WHAT TO WORK ON: Substitute "whole-number pixel pairs" for every "integer pixel pairs" in the material below, changing nothing else. Leave the pictures out of your answer.

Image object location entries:

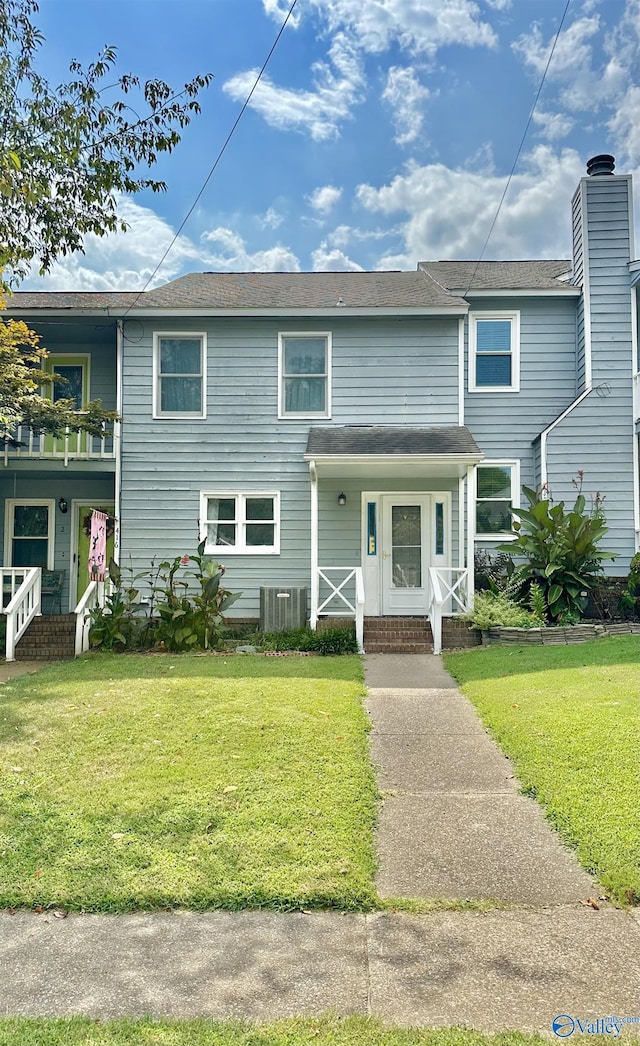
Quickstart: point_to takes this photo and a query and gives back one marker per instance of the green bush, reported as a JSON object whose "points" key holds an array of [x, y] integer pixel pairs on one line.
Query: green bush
{"points": [[493, 609], [561, 551]]}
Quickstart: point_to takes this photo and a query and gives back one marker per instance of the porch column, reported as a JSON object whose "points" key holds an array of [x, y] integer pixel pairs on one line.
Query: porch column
{"points": [[313, 472], [471, 532]]}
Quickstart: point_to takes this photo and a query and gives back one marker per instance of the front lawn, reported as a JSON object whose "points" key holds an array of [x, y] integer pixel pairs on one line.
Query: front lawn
{"points": [[294, 1031], [569, 718], [198, 781]]}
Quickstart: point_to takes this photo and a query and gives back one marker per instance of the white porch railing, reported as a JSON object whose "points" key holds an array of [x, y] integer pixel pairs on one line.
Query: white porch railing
{"points": [[24, 586], [347, 592], [448, 595], [70, 447], [93, 595]]}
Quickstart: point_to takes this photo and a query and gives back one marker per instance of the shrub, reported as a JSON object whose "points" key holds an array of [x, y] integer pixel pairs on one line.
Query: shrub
{"points": [[493, 609], [561, 551]]}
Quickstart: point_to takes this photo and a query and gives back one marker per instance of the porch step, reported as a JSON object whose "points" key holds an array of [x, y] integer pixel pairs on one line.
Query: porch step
{"points": [[397, 635], [48, 638]]}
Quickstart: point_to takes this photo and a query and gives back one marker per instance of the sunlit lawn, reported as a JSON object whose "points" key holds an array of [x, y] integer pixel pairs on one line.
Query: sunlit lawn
{"points": [[569, 718], [199, 781]]}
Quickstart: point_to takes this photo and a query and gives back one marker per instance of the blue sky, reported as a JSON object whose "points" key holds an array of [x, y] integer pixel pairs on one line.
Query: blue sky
{"points": [[382, 134]]}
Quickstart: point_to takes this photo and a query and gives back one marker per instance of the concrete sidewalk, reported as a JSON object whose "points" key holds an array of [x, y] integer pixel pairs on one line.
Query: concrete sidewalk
{"points": [[453, 822]]}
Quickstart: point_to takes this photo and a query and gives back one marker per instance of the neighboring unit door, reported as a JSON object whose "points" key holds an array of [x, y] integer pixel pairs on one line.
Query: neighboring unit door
{"points": [[74, 369], [405, 561], [82, 560]]}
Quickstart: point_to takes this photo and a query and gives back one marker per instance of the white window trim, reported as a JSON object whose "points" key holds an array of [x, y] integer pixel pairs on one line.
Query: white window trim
{"points": [[303, 334], [474, 318], [241, 549], [513, 464], [9, 504], [179, 415]]}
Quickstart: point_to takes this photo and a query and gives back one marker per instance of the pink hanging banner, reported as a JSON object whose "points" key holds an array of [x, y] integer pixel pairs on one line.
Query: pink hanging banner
{"points": [[97, 547]]}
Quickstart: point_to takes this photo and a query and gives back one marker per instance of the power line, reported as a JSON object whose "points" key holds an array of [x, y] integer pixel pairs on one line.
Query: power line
{"points": [[218, 159], [520, 148]]}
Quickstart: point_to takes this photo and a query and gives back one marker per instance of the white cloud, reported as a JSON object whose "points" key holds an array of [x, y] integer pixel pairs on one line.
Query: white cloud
{"points": [[337, 89], [332, 259], [406, 95], [419, 26], [272, 219], [228, 252], [324, 198], [553, 126], [450, 211], [123, 260]]}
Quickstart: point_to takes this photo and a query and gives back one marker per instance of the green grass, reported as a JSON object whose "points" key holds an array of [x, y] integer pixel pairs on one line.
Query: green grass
{"points": [[569, 718], [197, 781], [294, 1031]]}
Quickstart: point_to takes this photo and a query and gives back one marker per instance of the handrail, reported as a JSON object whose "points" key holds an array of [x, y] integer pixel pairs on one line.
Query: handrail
{"points": [[440, 590], [24, 605], [70, 446], [353, 609], [92, 596]]}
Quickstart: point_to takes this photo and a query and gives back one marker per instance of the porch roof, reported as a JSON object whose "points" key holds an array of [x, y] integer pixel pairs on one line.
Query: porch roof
{"points": [[392, 450]]}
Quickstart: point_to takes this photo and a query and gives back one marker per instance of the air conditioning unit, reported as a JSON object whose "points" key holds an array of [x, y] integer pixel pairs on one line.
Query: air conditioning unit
{"points": [[282, 608]]}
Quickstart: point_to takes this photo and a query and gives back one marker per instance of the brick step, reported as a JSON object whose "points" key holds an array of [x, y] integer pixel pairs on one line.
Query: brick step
{"points": [[48, 638]]}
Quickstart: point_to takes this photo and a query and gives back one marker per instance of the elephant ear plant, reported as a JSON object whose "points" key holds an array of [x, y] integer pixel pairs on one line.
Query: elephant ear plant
{"points": [[192, 620], [560, 550]]}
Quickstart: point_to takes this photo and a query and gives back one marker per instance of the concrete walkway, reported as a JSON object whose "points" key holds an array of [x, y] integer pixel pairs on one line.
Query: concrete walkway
{"points": [[454, 826], [453, 823]]}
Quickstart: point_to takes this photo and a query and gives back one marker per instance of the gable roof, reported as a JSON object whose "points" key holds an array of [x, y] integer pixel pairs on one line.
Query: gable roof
{"points": [[258, 292], [459, 277]]}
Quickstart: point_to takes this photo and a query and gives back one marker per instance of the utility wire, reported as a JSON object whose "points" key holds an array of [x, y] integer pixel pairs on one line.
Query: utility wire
{"points": [[216, 161], [520, 148]]}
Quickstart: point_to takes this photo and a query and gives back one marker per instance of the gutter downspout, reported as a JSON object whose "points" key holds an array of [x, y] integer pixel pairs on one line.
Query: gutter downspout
{"points": [[313, 472], [117, 439]]}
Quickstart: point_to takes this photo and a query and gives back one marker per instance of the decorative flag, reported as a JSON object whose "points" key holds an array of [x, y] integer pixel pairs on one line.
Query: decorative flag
{"points": [[97, 547]]}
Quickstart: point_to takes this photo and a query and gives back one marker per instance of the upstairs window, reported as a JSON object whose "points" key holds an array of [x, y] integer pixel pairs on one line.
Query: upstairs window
{"points": [[494, 353], [498, 486], [304, 366], [179, 369], [241, 523]]}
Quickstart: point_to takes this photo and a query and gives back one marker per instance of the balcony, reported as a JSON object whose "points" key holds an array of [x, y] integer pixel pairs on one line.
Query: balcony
{"points": [[25, 445]]}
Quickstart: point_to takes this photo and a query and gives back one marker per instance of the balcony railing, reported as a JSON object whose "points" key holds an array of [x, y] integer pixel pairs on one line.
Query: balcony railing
{"points": [[24, 444]]}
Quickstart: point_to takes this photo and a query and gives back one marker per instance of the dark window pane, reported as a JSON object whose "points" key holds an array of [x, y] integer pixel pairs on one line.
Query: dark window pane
{"points": [[259, 508], [180, 356], [494, 517], [71, 388], [181, 395], [494, 370], [304, 356], [494, 336], [260, 533], [304, 395], [222, 533], [222, 508], [30, 552], [30, 521], [494, 481]]}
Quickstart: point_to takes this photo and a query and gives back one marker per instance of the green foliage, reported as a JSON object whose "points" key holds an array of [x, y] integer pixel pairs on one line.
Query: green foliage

WRITTEN SOLUTION:
Quickstart: point_to takes this photo and a query and gives back one marker per instance of the green bush, reported as a JSON object whose "points" key holds an array of [x, y] whole-number pixel pairs on one line.
Query: green bush
{"points": [[493, 609], [561, 551]]}
Quickstart: point_to takes this photo and a query and gives back one marker per instance of the porch column, reported as a JSON object whose "points" key holds an array of [x, y] whole-number pixel pairs on one line.
Query: porch column
{"points": [[313, 472], [471, 532]]}
Quickstart: point_to takes this photo and a query and gives back one marker per instance of the front lawn, reported as a JSON object whose "points" key holds an array of [x, y] whole-number pixel pairs on one line.
Query: front lawn
{"points": [[294, 1031], [569, 718], [198, 781]]}
Quickstart: point_to takes this photo and a query and gives back one marker per instance of the white porch railing, reported as a JSON object whose "points" key holds an array of [x, y] whole-number pixel pairs on one line.
Query: white porch railing
{"points": [[24, 586], [347, 592], [448, 595], [70, 447], [93, 595]]}
Quickstart: point_to takes this photo and a query and gives back one marker per instance of the shrub, reported as a JSON object whose "points" key holds an array of [x, y] whole-number pixel pairs on one line.
Query: shrub
{"points": [[493, 609], [561, 551]]}
Quickstart: point_to takes this photo and a query and gives back one marker per instance of the porch step, reported as a JSON object whose "points" key holds an array of [x, y] whole-number pixel pairs on one line.
Query: porch step
{"points": [[397, 635], [48, 638]]}
Quickstart: point_to takes this photo and a query and gives back one marker per instance of the sunlit lawn, reported as a JSON object whose "points" key holds an array of [x, y] whole-number pixel pairs on one line.
Query: sunlit lawn
{"points": [[569, 718], [199, 781]]}
Quickstart: point_to takes this photo and a query and gives back one marker per instance of the blue sky, reported as a JSON object whose "points" key holds an array of [x, y] whole-number pixel pairs on one line.
Query: blue sky
{"points": [[382, 134]]}
Quickstart: point_to takes this photo and a query and gives back one marker per instance of the concrete sidewalk, reported as a JSON object whose "points" key holds an array of [x, y] whole-number pixel pairs on one line.
Query: concrete sidewalk
{"points": [[453, 822]]}
Quickstart: point_to takes this photo and a query and gives back one marker per instance of the neighboring unit door, reported as a JSON object whose "points" key holds an array of [x, y] whole-number pixel pairs on one line.
Query: neighboring unit door
{"points": [[74, 369], [405, 561], [82, 560]]}
Quickstart: point_to takes this photo and a query and gives back one marker per instance of the white window trim, reported as a JSON object whose "points" key holds an array of [x, y] whole-number pixel pairs on one line.
Query: white window trim
{"points": [[303, 334], [474, 318], [241, 549], [513, 464], [9, 504], [179, 415]]}
Quickstart: point_to takes this photo and a query and gives back one marker per instance of the pink hanging banner, reported as a JSON object whose "points" key holds an array of [x, y] whole-number pixel pairs on one line.
Query: pink hanging banner
{"points": [[97, 547]]}
Quickstart: point_to takes this photo and a query and gives back one marker per instance of the power line, reported as a JSON object whose "points" key holds an array of [x, y] whole-number pixel pairs on one line.
Query: power line
{"points": [[218, 159], [520, 148]]}
Quickstart: point_to takes this photo and a query and gives back one marker per instance of the white cloud, reported as a JSON object whose "points" key holds an array of [x, y] whole-number pixel pairs on one line.
Query: white cloud
{"points": [[337, 89], [332, 259], [406, 95], [419, 26], [272, 219], [228, 252], [324, 198], [553, 126], [450, 211], [123, 260]]}
Quickstart: point_to takes this photo and a query and gives back one marker per instance of the green grass, reported as a JSON object whose "points" key holds an array of [x, y] whole-number pixel pairs on one line.
Query: green grass
{"points": [[569, 718], [197, 781], [294, 1031]]}
Quickstart: point_to takes this photo and a query and gives back one marker per instance of the handrail, reported as a JSON object whose "points" key holds an array of [x, y] whole-number pixel pairs on one line.
Query: handrail
{"points": [[440, 590], [24, 605], [70, 446], [353, 609], [92, 596]]}
Quickstart: point_to takes this photo and a query and gives back one marker per instance of the porch roof, reported as a JSON object whose "points" key holds an array of [x, y] whole-number pixel pairs on one line.
Query: porch roof
{"points": [[392, 450]]}
Quickstart: point_to takes this photo and a query and gives back one marker per instance of the air conditioning unit, reported as a JSON object whose "points" key holds an array of [x, y] whole-number pixel pairs on one line.
Query: air conditioning unit
{"points": [[282, 608]]}
Quickstart: point_to takes this photo and a query and gives back one marker per instance of the brick step, reported as a JSON object whose "points" key holds an array of [x, y] whole-number pixel pairs on one line.
Query: brick step
{"points": [[48, 638]]}
Quickstart: point_to takes this photo and a query and gives back one marker per instance of the elephant ear plant, reported as a JSON object whose "points" key holds an array of [x, y] whole-number pixel pairs on one line.
Query: elephant ear plant
{"points": [[192, 620], [560, 550]]}
Quickstart: point_to takes this photo and a query and gives back one marker per instance of the concrete walkway, reported as a JSON object whose "points" key holds an array of [x, y] whole-number pixel pairs on one line.
Query: concrete walkway
{"points": [[454, 826], [453, 823]]}
Quickstart: point_to takes this photo and a query and gives back one marker per instance of the gable roof, reported as a JSON object whose "points" key holds an array of [x, y] whole-number pixel pairs on one line.
Query: gable roof
{"points": [[258, 292], [459, 277]]}
Quickstart: point_to takes this photo and a query and gives back one marker per instance of the utility wire, reported as a JSON object whose "points" key holds an array of [x, y] whole-number pixel pairs on one line.
Query: utility wire
{"points": [[216, 161], [520, 148]]}
Quickstart: point_to takes this photo and a query and gives back one marker per instance of the gutter downspout, reported as a JSON object whose "points" key holds an array of [x, y] whole-number pixel pairs on one line.
Query: gutter downspout
{"points": [[313, 472], [117, 439]]}
Quickstart: point_to takes this photo and a query and gives back one marker per instance of the decorative flag, reported as a JSON object whose "points" key holds an array of [x, y] whole-number pixel pairs on one line.
Query: decorative flag
{"points": [[97, 547]]}
Quickstart: point_to takes this photo and a query and gives back one marker per instance of the upstairs window, reported as a JSON object whose "points" key holds an array of [x, y] whole-number pixel pairs on one line.
Query: upstairs window
{"points": [[494, 353], [498, 486], [304, 366], [179, 369], [241, 523]]}
Quickstart: point_to takes this photo and a query and gives back one marker per instance of the balcony, reported as a JSON object whose "points" key holds an array of [x, y] whole-number pixel pairs on one line.
Query: balcony
{"points": [[25, 445]]}
Quickstart: point_to takes this photo and a query and gives back one marker per instance of the balcony railing, reported as a JSON object whose "points" key holds an array of [x, y] whole-number pixel pairs on one line.
Query: balcony railing
{"points": [[24, 444]]}
Quickstart: point_to takes this photo and a query and gives back one marker per instance of the dark window pane, reported as a JSON object whose "points" key holds an array of [x, y] whole-number pixel pairs on one line.
Query: dark window pane
{"points": [[259, 508], [180, 356], [494, 517], [71, 388], [181, 395], [494, 370], [304, 356], [494, 336], [260, 533], [304, 395], [222, 533], [222, 508], [30, 552], [30, 521], [494, 481]]}
Quickstart: point_to takes this photo and a query and gives back one marker per instance of the green foliage, reported as a JSON object whose "points" key holds an array of [x, y] whole-number pixel pairs on one line.
Query: green foliage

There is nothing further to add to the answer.